TASK OBJECTIVE: Could you reproduce the lines below from the one with "TARGET = transparent checkered background" through the one with "TARGET = blue sky"? Keep both ends and add nothing.

+++ MATERIAL PROVIDED

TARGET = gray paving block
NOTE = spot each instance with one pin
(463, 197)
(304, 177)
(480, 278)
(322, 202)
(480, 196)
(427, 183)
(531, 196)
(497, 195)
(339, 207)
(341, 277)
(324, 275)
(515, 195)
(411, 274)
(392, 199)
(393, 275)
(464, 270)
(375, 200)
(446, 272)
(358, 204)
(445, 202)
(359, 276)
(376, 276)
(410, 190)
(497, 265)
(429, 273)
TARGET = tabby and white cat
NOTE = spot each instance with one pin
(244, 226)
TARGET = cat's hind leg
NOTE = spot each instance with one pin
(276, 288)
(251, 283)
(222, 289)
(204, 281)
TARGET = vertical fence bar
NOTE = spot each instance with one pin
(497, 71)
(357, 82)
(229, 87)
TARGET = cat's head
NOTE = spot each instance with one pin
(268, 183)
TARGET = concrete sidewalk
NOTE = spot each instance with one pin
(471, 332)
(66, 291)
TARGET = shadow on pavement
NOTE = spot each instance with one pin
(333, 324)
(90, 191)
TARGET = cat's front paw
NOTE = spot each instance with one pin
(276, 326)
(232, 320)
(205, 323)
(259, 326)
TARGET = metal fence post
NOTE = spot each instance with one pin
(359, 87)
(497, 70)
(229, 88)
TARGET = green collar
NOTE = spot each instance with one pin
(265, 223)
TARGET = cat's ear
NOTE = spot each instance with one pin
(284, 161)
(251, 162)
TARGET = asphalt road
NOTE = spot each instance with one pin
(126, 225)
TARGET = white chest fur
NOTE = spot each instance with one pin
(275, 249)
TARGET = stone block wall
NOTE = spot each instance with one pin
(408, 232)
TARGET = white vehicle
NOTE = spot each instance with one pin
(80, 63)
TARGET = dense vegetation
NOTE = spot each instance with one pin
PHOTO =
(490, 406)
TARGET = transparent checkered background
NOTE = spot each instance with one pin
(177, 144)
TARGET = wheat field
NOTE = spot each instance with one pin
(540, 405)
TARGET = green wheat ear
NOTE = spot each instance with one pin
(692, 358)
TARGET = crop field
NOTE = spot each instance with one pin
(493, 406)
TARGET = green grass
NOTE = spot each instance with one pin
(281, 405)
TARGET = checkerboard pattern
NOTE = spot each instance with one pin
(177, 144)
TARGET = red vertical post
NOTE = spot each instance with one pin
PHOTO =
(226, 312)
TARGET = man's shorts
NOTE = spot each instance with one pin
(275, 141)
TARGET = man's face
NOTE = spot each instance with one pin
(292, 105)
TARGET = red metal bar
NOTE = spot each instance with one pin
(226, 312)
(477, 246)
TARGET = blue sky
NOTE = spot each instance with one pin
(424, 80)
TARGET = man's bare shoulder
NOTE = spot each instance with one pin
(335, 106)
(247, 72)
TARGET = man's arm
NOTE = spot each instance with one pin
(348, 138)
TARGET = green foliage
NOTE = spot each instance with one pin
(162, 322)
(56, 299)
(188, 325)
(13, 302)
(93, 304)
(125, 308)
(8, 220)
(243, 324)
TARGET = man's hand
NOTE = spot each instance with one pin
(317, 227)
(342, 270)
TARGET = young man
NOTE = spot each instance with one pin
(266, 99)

++++++

WRITTEN RESPONSE:
TARGET = transparent checkered background
NOTE = spot each instance with one pin
(177, 144)
TARGET = wheat field
NOTE = spot each instance with one pin
(540, 405)
TARGET = green wheat ear
NOTE = spot each instance with one pin
(692, 358)
TARGET = crop field
NOTE = spot each instance with one pin
(493, 406)
TARGET = green grass
NOTE = spot each instance with one pin
(281, 405)
TARGET = checkerboard pattern
NOTE = spot each instance with one pin
(177, 144)
TARGET = red vertical post
NOTE = spot each instance with one pin
PHOTO =
(226, 312)
TARGET = man's shorts
NOTE = spot each instance with one pin
(275, 141)
TARGET = man's face
NOTE = spot each instance with one pin
(292, 105)
TARGET = red metal bar
NOTE = spot each instance with one pin
(226, 312)
(477, 246)
TARGET = blue sky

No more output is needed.